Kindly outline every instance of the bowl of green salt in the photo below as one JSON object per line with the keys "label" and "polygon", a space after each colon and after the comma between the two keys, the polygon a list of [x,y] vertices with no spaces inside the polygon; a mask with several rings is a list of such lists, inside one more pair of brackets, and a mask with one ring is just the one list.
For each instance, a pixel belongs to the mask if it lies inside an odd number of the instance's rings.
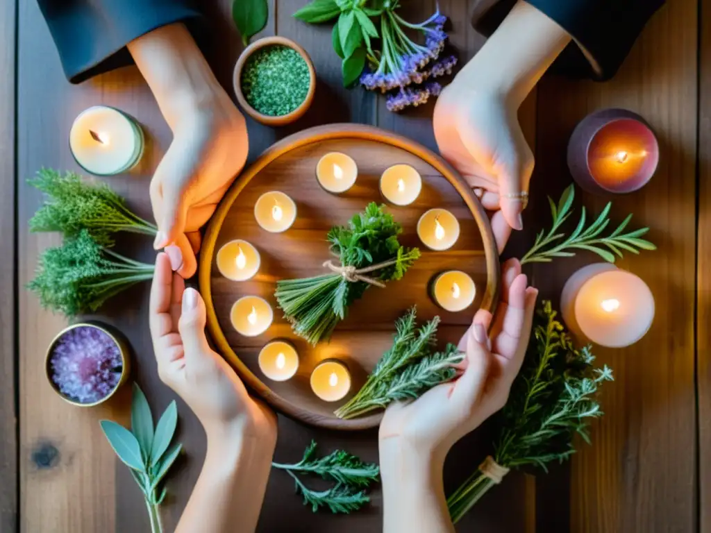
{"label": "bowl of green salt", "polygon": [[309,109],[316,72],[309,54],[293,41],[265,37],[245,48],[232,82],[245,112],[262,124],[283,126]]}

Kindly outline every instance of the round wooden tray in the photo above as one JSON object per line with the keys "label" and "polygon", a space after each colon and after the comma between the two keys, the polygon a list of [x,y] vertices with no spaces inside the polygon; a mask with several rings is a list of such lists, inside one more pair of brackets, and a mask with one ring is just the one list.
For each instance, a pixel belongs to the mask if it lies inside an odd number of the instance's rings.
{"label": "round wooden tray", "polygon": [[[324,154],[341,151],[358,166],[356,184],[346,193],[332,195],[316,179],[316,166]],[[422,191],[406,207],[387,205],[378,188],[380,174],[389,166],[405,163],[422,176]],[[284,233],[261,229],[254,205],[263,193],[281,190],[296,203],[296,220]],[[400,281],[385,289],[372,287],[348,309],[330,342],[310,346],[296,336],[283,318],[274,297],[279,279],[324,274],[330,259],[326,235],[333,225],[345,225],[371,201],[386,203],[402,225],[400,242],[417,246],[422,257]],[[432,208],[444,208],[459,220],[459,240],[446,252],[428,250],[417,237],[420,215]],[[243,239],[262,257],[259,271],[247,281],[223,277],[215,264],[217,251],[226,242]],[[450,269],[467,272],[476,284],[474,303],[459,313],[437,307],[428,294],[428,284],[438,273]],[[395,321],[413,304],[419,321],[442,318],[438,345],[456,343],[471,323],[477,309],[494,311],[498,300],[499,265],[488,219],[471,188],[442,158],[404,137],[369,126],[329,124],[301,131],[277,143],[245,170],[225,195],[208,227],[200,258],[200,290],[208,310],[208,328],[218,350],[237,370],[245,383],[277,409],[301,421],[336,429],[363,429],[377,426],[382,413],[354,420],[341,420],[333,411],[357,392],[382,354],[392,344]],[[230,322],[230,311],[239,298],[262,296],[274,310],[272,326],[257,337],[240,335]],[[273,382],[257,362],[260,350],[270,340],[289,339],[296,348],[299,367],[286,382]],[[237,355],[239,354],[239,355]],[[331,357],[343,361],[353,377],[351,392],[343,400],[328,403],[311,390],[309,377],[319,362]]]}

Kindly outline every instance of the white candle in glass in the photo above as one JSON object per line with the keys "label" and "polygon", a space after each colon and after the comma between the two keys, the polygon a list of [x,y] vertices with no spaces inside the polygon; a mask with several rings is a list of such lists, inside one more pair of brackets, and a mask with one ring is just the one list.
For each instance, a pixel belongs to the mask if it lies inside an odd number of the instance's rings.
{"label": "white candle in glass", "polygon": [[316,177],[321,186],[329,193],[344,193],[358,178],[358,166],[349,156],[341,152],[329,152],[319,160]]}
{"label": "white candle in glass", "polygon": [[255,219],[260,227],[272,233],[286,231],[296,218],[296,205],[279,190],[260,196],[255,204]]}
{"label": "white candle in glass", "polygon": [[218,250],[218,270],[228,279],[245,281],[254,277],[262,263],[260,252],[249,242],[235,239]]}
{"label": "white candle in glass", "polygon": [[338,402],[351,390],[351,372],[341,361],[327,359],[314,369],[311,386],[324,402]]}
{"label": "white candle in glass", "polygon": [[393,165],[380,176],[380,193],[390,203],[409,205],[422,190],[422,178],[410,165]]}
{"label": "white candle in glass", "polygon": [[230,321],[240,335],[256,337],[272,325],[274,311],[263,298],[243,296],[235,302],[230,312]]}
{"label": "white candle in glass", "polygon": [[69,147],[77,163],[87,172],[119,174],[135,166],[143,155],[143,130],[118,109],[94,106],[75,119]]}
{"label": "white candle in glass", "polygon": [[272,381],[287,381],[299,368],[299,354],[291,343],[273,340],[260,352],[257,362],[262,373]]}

^^^^^^^^

» Challenge
Please count how many lines in the entries contain the word "green", matching case exactly, and reply with only that number.

» Response to this task
2